+++ MATERIAL SUPPLIED

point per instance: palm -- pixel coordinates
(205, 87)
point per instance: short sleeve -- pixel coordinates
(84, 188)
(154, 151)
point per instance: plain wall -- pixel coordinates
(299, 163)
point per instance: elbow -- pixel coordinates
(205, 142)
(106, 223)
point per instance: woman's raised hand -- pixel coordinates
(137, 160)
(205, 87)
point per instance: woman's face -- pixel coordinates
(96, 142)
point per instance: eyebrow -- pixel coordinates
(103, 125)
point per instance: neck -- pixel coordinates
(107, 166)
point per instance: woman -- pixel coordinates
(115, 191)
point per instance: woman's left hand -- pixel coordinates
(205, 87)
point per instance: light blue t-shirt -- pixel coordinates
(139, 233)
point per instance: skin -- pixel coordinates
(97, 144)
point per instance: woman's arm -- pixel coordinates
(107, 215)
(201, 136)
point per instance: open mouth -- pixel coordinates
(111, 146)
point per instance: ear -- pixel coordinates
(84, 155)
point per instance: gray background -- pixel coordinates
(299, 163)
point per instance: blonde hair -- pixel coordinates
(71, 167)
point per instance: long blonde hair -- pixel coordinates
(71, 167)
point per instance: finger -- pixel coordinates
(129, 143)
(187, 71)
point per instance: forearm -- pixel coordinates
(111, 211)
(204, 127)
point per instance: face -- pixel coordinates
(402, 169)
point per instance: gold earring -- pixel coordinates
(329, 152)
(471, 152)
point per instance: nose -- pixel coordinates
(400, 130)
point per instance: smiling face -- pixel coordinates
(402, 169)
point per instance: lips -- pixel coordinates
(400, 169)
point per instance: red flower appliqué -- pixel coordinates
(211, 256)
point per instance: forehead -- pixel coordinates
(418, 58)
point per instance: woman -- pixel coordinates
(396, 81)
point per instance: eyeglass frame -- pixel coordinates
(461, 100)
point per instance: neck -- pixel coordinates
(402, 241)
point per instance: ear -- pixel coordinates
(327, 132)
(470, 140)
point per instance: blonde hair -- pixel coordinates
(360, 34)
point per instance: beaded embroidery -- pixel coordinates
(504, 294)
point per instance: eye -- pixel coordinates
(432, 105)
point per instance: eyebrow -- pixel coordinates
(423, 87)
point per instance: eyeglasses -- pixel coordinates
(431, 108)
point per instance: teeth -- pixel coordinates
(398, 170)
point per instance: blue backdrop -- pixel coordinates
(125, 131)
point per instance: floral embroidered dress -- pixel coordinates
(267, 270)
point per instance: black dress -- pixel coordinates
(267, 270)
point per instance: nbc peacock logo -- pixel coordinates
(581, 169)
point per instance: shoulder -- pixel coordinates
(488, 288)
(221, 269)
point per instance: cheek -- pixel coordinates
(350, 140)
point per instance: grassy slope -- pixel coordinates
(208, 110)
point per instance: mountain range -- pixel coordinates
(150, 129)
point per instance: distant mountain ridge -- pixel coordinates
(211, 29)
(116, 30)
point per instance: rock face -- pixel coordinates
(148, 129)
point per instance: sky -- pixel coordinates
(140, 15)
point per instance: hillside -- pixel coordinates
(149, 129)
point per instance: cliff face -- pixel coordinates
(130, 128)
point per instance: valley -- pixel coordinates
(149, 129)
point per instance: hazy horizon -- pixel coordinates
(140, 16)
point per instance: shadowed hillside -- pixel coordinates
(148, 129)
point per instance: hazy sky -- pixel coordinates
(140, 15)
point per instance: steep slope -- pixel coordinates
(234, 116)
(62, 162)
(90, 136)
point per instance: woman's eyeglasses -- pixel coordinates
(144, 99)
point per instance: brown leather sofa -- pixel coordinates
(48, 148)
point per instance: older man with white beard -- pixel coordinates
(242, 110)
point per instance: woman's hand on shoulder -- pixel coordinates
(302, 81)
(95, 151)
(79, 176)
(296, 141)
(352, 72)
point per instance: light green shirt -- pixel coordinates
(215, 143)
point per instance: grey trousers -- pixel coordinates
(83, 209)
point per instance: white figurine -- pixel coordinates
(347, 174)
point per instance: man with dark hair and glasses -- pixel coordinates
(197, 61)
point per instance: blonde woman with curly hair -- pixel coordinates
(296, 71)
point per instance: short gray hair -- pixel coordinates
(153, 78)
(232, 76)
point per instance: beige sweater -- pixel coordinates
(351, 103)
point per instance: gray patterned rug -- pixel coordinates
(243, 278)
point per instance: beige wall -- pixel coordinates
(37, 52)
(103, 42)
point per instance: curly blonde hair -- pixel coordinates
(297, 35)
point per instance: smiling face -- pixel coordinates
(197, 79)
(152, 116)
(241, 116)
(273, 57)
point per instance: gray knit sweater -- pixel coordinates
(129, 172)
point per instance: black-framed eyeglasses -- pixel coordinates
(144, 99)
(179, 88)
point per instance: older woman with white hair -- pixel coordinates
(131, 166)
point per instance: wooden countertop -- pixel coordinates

++++++
+++ MATERIAL SUPPLIED

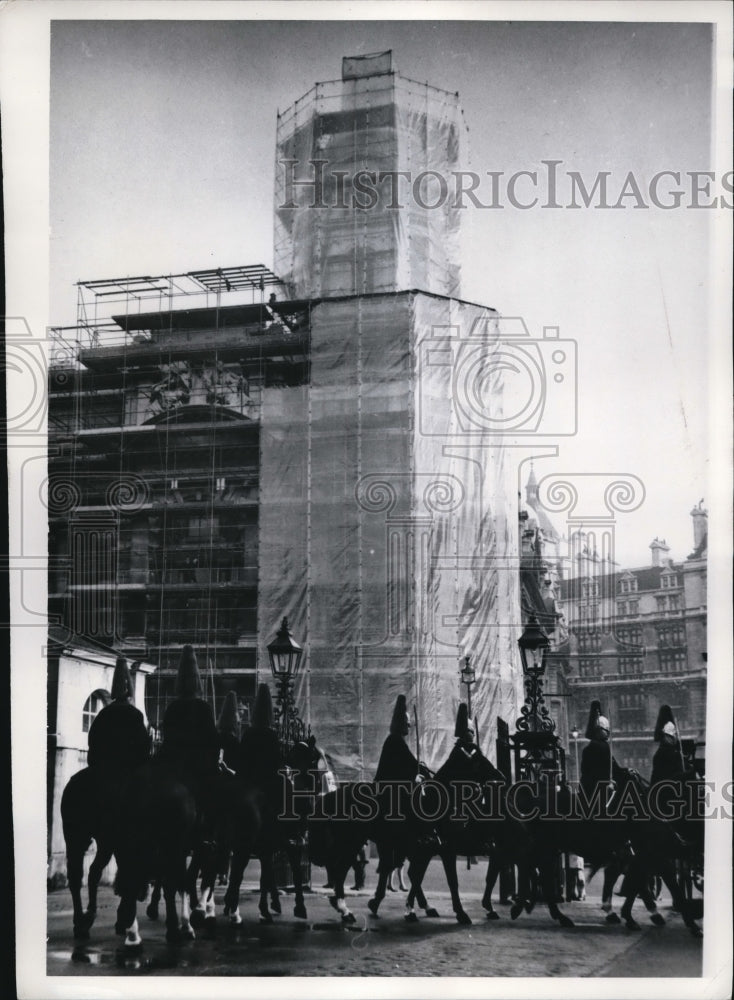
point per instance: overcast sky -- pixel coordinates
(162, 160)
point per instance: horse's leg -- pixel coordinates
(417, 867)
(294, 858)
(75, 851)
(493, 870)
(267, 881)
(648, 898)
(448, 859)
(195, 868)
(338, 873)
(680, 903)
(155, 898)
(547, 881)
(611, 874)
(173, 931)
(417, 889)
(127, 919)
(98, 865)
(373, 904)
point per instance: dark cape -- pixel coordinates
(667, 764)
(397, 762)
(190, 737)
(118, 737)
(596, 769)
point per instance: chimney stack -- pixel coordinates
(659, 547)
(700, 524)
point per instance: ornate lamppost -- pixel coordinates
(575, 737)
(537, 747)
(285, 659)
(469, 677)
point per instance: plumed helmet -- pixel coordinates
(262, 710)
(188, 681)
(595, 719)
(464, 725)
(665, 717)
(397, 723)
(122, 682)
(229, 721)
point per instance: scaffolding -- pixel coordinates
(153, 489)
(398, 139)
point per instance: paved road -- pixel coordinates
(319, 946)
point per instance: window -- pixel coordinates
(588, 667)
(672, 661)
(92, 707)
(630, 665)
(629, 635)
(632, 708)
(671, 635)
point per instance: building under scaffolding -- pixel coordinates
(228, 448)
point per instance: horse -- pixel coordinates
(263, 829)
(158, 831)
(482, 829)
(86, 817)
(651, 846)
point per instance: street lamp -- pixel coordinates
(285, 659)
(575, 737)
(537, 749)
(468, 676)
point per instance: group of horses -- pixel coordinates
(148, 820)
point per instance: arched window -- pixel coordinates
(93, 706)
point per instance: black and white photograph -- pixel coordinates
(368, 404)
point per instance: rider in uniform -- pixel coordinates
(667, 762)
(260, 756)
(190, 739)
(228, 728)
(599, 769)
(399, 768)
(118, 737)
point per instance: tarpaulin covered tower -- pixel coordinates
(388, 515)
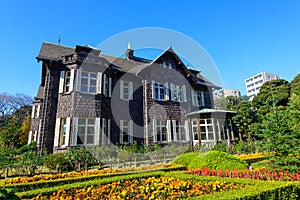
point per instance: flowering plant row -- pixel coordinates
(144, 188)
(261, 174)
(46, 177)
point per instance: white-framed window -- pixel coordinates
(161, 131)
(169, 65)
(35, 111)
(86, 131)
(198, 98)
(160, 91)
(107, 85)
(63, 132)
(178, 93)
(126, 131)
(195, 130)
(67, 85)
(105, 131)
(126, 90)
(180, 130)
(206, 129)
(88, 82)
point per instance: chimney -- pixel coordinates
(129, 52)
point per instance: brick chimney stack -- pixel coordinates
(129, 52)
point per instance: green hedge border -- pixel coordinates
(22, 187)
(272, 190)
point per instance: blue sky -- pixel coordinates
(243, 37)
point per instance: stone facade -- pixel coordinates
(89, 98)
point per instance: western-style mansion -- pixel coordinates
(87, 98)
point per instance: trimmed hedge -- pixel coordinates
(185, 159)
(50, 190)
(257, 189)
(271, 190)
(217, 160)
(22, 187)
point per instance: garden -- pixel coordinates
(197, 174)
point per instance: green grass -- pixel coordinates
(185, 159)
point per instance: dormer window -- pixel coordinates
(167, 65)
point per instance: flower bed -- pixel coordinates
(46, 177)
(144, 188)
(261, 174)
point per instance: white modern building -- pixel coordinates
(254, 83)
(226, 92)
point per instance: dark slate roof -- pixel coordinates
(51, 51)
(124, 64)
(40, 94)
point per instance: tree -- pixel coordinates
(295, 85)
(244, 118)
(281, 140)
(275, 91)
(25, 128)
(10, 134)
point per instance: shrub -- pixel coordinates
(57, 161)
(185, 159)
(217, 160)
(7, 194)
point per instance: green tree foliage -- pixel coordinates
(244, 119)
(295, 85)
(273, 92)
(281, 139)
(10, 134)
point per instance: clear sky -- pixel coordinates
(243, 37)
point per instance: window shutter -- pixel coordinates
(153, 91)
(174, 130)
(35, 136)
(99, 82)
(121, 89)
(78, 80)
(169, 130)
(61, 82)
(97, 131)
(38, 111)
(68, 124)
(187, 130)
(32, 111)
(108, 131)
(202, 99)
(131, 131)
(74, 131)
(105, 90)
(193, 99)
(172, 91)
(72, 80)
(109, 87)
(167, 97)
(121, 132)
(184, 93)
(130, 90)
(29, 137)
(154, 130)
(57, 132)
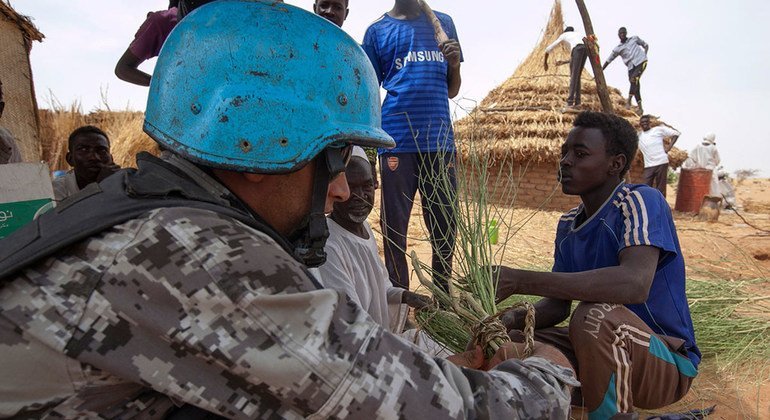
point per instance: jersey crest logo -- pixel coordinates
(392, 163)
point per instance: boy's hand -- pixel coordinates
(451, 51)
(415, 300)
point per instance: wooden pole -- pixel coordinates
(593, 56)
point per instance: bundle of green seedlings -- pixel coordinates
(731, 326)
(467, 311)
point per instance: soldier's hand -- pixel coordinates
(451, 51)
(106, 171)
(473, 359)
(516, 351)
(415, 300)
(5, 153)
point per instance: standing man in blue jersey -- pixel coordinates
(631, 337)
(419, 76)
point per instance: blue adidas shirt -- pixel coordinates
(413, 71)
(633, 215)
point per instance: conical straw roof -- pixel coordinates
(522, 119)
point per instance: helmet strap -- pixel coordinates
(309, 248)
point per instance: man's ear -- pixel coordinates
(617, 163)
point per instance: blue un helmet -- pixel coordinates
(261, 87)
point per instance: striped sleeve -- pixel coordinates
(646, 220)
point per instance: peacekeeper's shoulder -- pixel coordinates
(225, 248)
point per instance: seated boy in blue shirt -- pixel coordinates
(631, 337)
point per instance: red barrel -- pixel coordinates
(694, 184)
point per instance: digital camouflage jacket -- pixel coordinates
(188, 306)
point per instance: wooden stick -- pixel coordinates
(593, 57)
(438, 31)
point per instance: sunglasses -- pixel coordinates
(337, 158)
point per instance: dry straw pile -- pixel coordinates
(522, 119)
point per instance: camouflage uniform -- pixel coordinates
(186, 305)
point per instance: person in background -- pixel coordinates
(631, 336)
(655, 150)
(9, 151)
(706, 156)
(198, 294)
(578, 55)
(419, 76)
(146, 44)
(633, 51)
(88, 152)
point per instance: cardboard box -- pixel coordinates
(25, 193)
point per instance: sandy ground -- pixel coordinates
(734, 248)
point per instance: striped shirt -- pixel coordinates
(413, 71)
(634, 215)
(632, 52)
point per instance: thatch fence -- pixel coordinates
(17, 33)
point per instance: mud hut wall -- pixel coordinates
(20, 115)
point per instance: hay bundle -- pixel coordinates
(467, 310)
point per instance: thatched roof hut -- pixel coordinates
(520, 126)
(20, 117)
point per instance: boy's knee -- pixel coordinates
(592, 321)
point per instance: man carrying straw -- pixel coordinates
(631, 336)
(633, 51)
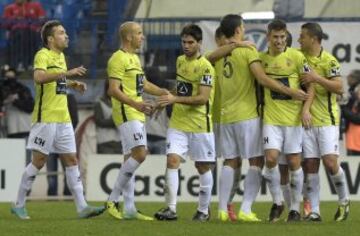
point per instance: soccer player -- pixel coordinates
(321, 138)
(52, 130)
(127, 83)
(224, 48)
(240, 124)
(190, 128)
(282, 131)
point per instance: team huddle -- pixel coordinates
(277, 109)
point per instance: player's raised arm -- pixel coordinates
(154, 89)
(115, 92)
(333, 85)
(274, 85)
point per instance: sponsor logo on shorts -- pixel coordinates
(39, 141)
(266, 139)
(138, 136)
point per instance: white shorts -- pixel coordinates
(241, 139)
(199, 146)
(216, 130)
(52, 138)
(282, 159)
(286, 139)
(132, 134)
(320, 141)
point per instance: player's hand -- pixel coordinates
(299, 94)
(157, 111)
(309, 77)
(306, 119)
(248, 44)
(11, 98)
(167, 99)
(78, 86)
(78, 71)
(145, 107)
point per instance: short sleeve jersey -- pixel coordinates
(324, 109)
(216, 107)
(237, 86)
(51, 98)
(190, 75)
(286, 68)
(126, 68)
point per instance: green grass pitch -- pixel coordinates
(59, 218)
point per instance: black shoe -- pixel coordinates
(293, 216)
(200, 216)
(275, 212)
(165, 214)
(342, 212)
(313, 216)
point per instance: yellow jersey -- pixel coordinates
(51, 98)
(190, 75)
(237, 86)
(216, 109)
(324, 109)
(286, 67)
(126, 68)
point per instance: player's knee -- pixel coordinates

++++++

YOUR TASK: Restate word for word the entries above, starting at the line with "point per instance: white shorts" and ending at the line with "point per instance: player's knee", inclusive, and no others.

EXPECTED ANSWER:
point per instance: white shorts -- pixel coordinates
(241, 139)
(199, 146)
(216, 130)
(52, 138)
(282, 159)
(286, 139)
(132, 134)
(320, 141)
point per instance: player's hand -- pixel coordinates
(299, 94)
(157, 111)
(309, 77)
(306, 119)
(248, 44)
(11, 98)
(167, 99)
(78, 86)
(78, 71)
(145, 107)
point per instance: short sleeve jersey -- pixel coordinates
(324, 109)
(216, 107)
(237, 86)
(51, 98)
(190, 75)
(286, 68)
(126, 68)
point per instance: green grass pitch -- pixel coordinates
(59, 218)
point per instance: black shoe -- pixel coordinates
(293, 216)
(200, 216)
(275, 212)
(165, 214)
(342, 212)
(313, 216)
point per instance: yellow jersey -- pixel coordinates
(51, 98)
(190, 75)
(237, 86)
(216, 109)
(324, 109)
(286, 67)
(126, 68)
point per instance: player's knee -- pixel coordinates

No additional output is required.